WHAT YOU WILL DO ▸
In the data below, the answer is the run of lines from the line containing "orange football jersey and record the coordinates." through the line containing "on jersey and record the coordinates.", both included; print it exactly and nothing else.

SUPPLIED RECORDS ▸
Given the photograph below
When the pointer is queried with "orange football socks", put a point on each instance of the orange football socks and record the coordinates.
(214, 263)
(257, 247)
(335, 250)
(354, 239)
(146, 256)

---

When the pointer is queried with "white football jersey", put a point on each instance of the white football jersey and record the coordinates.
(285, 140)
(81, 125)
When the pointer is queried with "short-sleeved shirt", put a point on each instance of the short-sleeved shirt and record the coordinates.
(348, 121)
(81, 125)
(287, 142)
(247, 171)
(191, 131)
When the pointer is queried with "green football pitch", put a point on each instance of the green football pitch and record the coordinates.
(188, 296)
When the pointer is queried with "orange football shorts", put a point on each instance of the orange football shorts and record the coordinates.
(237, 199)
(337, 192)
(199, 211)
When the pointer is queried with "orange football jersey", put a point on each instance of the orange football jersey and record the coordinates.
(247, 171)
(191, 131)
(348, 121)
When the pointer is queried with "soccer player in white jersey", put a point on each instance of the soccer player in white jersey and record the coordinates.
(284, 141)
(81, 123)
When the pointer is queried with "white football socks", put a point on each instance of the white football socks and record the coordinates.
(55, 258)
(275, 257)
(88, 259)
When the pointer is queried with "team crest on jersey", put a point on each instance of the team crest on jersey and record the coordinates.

--

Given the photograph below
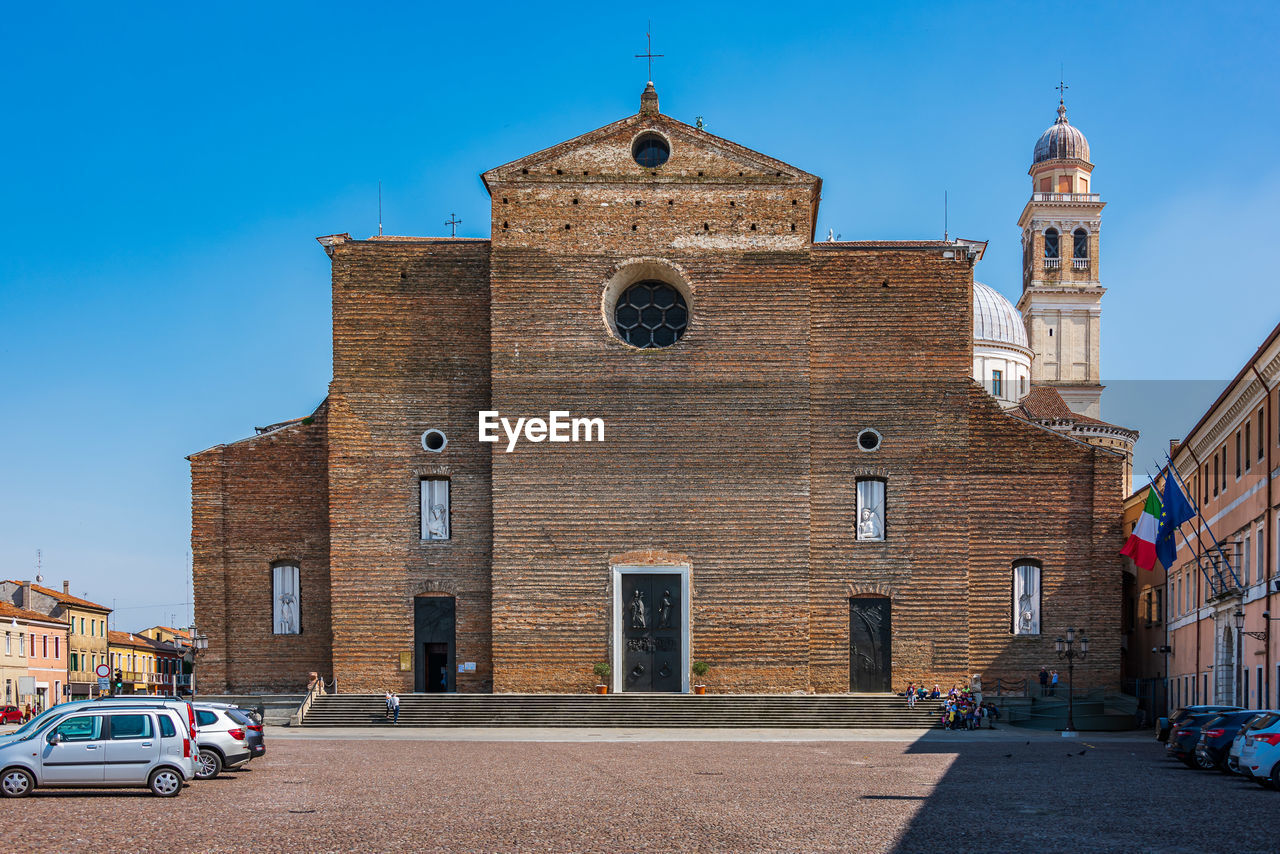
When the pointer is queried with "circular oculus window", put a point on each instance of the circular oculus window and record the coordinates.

REPLY ▸
When the pointer is queried with "orange football jersey", put a point on each instance of the orange football jersey and record the coordinates.
(247, 171)
(191, 131)
(348, 121)
When the pointer is queried with "soccer player in white jersey", put a point on each instance of the soccer player in white jersey and record the coordinates.
(284, 141)
(81, 123)
When the pointer is queried with "white football socks", put a point on each instance of the white football socks and record the coordinates.
(55, 258)
(275, 257)
(88, 259)
When the pointer is queried with "team crest on jersey", put a point on each instance of the team crest on jersey and record the coordinates.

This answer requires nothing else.